**Text section**

-- -- --

In those two weeks, I read Richard Susskind’s Online Courts and the Future of Justice.

The book makes an impassioned case for our public dispute resolution process to go online, to become more user friendly, and to offer a range of legal services from legal education to mediation to the adjudication of disputes. While that kind of system is not perfect and needs to be tailored for Ontario, there is definitely a need for it – better to have an imperfect justice system than a dysfunctional one.

And it’s also COVID proof!


My husband and I have been binge-watching Ozark. It’s such a dark show, but there’s also an undertow of dark humour to it. The acting and the script are fantastic and I love Jason Bateman, who plays one of the main characters. The show is about a family just trying to get by in suburban North America, which we can all identify with, except this one happens to be doing it by laundering money for a Mexican drug cartel.


My music taste is pretty eclectic, but I’ve been listening to a lot of stuff from the 1980s. That was also a time of great upheaval (although I should note that I was too young to remember it). But it was also a time of hope that the upheaval would lead to a better world.

So, the music is very well suited to our times – songs like Bon Jovi’s Living on a Prayer and Bruce Springsteen’s Dancing in the Dark, that are bursting with desperation, energy, and hope that things will get better.

-- -- --

**Recorded information**
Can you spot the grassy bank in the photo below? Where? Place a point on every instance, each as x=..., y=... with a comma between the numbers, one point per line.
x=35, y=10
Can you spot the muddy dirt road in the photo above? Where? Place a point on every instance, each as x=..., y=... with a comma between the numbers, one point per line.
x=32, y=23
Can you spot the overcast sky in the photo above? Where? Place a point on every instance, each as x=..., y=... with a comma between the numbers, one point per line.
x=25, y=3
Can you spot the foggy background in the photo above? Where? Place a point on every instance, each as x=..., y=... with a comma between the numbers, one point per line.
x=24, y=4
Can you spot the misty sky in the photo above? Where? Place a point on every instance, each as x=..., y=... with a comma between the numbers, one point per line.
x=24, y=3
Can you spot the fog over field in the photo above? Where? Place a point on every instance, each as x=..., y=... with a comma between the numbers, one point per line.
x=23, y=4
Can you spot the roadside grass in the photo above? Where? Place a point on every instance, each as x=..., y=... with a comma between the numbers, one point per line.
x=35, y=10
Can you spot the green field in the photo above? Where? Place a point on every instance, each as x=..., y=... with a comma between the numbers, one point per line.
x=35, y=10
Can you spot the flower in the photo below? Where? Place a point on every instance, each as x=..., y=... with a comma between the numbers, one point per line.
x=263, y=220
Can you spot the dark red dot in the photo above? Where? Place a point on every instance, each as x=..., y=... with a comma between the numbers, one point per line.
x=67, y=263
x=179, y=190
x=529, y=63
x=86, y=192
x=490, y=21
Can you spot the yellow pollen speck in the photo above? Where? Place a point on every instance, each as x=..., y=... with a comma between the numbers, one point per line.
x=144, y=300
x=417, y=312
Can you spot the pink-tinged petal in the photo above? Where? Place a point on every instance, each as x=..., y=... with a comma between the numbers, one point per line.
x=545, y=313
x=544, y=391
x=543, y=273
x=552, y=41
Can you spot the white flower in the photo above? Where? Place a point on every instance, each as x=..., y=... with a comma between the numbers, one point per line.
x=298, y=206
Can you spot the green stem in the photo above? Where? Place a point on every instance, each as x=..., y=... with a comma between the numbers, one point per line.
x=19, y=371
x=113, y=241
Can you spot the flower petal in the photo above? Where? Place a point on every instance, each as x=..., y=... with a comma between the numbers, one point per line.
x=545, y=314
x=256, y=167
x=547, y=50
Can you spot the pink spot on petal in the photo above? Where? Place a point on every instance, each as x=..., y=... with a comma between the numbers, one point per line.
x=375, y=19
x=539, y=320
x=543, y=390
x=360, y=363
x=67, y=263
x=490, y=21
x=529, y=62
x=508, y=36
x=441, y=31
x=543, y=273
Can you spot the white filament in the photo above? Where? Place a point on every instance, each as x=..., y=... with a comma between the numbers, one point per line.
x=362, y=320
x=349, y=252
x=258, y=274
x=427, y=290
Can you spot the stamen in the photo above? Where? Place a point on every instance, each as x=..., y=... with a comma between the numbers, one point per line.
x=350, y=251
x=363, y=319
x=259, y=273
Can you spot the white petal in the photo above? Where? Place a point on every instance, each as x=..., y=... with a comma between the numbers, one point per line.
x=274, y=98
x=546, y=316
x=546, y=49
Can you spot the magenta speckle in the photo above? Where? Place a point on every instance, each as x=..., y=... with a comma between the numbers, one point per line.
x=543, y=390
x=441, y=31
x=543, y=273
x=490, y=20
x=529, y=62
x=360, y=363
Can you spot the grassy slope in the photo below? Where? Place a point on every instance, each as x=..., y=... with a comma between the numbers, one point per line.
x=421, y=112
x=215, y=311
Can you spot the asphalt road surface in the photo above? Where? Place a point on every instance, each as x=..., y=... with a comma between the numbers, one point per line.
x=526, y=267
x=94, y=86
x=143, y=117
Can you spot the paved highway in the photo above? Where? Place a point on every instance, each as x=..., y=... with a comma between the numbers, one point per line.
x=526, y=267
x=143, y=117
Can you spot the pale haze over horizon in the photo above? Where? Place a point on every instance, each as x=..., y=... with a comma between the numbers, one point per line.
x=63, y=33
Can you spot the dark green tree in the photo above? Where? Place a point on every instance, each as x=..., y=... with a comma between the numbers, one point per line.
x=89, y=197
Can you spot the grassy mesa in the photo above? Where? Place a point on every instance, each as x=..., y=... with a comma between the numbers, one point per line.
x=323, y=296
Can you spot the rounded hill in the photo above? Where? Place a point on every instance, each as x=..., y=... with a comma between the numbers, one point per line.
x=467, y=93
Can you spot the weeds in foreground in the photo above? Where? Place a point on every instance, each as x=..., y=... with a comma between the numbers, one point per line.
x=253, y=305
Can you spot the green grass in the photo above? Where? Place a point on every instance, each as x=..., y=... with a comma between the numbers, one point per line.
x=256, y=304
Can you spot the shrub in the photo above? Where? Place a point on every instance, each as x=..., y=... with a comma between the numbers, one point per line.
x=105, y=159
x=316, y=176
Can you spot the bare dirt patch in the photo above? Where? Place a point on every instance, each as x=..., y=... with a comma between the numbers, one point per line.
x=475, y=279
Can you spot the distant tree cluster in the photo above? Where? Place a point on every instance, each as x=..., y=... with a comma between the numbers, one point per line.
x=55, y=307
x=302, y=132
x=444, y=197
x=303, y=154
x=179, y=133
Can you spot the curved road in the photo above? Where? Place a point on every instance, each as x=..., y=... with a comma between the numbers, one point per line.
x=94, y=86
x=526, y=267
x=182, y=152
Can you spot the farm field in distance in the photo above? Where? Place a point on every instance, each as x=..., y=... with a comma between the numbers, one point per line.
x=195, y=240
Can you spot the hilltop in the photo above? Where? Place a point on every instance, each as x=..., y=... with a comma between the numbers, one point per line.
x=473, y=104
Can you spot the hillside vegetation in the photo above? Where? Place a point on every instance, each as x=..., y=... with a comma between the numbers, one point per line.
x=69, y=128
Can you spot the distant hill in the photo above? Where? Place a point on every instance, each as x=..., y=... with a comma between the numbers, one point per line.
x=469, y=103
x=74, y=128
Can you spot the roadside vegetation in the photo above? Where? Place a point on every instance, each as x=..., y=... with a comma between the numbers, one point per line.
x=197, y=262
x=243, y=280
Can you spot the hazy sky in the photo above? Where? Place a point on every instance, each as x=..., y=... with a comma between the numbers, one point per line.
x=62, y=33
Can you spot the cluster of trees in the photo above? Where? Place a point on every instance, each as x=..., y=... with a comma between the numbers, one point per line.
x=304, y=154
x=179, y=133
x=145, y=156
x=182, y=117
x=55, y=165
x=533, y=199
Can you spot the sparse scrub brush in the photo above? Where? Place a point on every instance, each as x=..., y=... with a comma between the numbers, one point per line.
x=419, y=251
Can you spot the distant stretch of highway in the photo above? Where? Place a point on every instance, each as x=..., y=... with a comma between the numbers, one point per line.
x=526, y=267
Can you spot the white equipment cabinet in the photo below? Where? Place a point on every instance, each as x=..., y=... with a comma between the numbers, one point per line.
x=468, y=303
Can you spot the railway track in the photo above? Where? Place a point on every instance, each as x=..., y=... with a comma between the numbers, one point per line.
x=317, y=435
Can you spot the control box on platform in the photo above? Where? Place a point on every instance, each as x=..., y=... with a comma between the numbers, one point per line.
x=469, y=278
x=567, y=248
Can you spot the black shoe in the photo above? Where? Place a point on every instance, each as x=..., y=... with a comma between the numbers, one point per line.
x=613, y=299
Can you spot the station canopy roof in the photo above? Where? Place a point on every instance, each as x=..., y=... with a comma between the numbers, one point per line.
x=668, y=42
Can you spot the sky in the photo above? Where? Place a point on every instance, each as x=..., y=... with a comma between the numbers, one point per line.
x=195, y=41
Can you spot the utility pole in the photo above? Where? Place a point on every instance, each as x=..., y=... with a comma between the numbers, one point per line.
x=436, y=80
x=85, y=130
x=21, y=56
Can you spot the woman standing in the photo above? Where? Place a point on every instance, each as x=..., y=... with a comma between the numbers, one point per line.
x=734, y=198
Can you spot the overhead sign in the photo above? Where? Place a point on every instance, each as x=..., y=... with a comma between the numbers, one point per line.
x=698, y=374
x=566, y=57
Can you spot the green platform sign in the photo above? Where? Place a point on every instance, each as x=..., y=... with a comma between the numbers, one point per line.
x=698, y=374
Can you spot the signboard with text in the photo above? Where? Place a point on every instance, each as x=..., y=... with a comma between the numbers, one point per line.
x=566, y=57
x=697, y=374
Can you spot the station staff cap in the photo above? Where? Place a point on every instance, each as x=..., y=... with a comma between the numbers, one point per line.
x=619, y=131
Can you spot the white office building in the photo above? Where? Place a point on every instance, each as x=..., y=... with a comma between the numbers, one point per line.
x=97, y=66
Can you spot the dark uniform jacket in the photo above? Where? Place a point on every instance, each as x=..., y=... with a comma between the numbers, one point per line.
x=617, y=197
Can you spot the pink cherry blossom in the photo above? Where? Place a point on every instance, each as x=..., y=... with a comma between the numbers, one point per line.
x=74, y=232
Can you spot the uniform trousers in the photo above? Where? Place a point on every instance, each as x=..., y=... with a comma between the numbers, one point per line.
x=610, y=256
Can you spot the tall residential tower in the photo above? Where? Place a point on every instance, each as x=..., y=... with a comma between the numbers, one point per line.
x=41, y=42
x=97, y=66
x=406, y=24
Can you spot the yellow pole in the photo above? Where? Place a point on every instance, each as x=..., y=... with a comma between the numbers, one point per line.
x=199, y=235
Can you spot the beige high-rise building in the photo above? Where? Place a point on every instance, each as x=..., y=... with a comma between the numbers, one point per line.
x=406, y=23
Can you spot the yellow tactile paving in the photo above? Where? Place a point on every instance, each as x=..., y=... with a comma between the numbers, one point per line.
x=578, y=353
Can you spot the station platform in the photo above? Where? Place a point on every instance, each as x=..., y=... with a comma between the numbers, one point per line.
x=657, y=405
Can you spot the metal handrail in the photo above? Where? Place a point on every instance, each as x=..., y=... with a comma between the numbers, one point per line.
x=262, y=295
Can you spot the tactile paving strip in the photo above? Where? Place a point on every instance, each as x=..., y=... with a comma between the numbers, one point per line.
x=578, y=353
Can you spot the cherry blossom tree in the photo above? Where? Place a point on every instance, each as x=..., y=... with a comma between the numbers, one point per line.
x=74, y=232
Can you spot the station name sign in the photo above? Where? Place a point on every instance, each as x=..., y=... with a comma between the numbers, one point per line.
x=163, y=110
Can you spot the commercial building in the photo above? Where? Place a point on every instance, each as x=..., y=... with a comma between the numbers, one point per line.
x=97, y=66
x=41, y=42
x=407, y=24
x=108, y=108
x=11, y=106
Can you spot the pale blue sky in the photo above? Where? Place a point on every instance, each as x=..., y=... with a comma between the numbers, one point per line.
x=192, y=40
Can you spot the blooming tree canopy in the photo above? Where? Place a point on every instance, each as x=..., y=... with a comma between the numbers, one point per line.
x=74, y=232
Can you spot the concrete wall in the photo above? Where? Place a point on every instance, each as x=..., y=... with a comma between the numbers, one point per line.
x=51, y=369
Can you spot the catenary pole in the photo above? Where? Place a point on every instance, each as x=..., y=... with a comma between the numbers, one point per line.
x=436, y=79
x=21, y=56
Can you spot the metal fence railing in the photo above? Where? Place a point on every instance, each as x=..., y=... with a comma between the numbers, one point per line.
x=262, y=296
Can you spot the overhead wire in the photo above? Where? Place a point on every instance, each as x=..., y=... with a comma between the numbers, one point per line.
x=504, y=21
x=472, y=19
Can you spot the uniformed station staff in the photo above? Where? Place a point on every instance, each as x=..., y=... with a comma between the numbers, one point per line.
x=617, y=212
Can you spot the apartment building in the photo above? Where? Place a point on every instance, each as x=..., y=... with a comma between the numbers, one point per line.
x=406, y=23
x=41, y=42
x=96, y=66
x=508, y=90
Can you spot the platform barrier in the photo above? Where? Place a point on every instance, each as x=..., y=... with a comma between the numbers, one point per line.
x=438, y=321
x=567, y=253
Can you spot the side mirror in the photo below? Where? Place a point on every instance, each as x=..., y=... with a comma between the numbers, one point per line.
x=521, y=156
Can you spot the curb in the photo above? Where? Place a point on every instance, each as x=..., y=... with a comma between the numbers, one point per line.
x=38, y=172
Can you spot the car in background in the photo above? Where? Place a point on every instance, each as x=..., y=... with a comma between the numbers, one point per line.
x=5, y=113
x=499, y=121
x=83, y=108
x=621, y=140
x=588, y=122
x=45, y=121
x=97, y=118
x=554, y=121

-- -- --

**Apply what you read**
1 – Name every service the book described in the passage on reading, viewing and music says the dispute resolution process should offer.
2 – In the passage on reading, viewing and music, which show has the writer been binge-watching?
3 – From the passage on reading, viewing and music, write out the part that runs from "And it’s also" up to and including "a better world.".

**Answers to the problems**
1 – Legal education, mediation, and the adjudication of disputes.

2 – Ozark.

3 –
And it’s also COVID proof!


My husband and I have been binge-watching Ozark. It’s such a dark show, but there’s also an undertow of dark humour to it. The acting and the script are fantastic and I love Jason Bateman, who plays one of the main characters. The show is about a family just trying to get by in suburban North America, which we can all identify with, except this one happens to be doing it by laundering money for a Mexican drug cartel.


My music taste is pretty eclectic, but I’ve been listening to a lot of stuff from the 1980s. That was also a time of great upheaval (although I should note that I was too young to remember it). But it was also a time of hope that the upheaval would lead to a better world.